_Stated goal A_:
In the article about the Oakland Symphony concert, roughly how many Native Americans live in the Bay Area?

_Selected extract_:
Jerod Impichchaachaaha’ Tate

Native American Music to Take Center Stage at Oakland Symphony Concert

Jeff Kaliss on February 6, 2017
Jerod Impichchaachaaha’ Tate | Credit: alanarothstein.com

The “rhythmic vitality” of the Oakland Symphony’s upcoming Notes from Native America concert, in the words of Music Director Michael Morgan, renders the program “extremely attractive, including to a young, nonclassical audience. And I also want to get the word out about the deep spirituality and environmentalism you’ll feel in these pieces.”

Michael Morgan

The words of Maestro Morgan may be of interest to the almost 50,000 Native Americans residing in the Bay Area, as well as to regular patrons of the Symphony, of all ages and ethnicities. Although the Symphony’s Notes From series has annually highlighted eight foreign countries and regions (including Persia, twice), this will be the first program dealing with an indigenous American community, featuring music associated with the California Ohlone tribe, as well as with the Chickasaw tribe, from Oklahoma.

_Given information_:
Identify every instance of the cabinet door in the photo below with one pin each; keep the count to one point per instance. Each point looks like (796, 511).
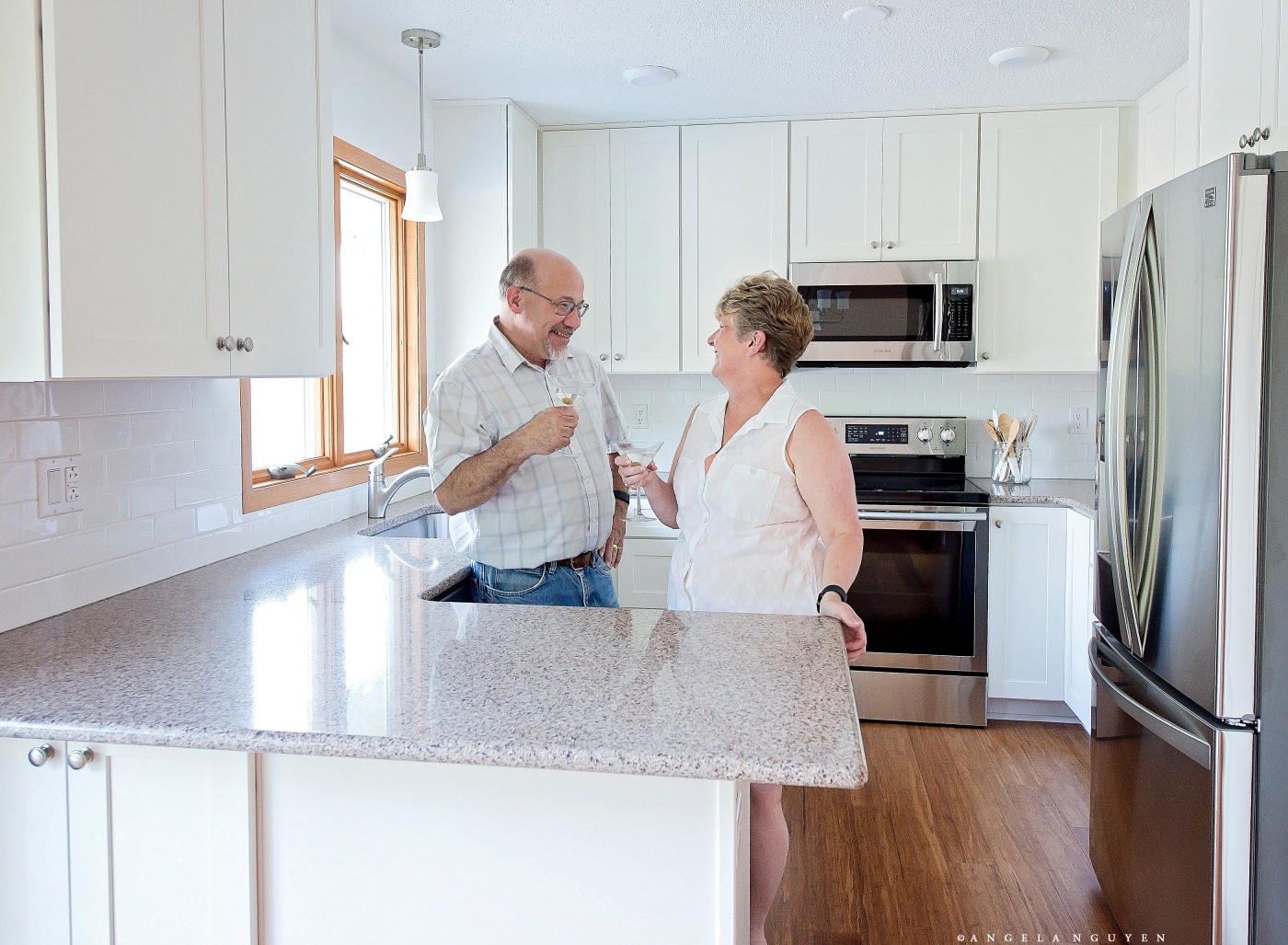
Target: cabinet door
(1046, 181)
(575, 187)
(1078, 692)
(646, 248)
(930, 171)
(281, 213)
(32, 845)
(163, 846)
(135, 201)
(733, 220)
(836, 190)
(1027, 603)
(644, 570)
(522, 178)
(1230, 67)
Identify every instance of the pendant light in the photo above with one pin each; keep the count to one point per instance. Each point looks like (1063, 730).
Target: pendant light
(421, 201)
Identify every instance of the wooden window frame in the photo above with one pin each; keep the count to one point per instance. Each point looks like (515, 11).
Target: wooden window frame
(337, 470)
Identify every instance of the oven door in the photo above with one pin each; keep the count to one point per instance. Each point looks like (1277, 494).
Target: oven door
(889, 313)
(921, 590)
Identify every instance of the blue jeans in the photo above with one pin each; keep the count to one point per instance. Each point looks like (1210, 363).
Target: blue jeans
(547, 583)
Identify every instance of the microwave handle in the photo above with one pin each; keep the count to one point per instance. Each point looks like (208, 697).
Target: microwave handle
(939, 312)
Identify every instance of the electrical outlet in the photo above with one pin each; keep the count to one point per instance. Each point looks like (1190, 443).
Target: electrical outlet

_Stated goal B_:
Update the rows from the line containing "Identify every instance of the blue" through the end of the rows by replacing "electrical outlet" with "power outlet" and leaving everything else unchanged. Return only those lines.

_Complete response A_:
Almost 50,000.

_Complete response B_:
Identify every instance of the blue jeans in the photo above with one pin each; keep the count to one point per instance. Each point looks like (1210, 363).
Target: blue jeans
(547, 583)
Identify every instance of the microwave handle in the photo above with one pin each; keep the count to one point per instance. Each point looks like (208, 697).
Target: microwave handle
(939, 312)
Identify every instance of the power outlet in the photo above with one pin each; keep the count to one point per instance. Each point looks like (1190, 443).
Target: power outlet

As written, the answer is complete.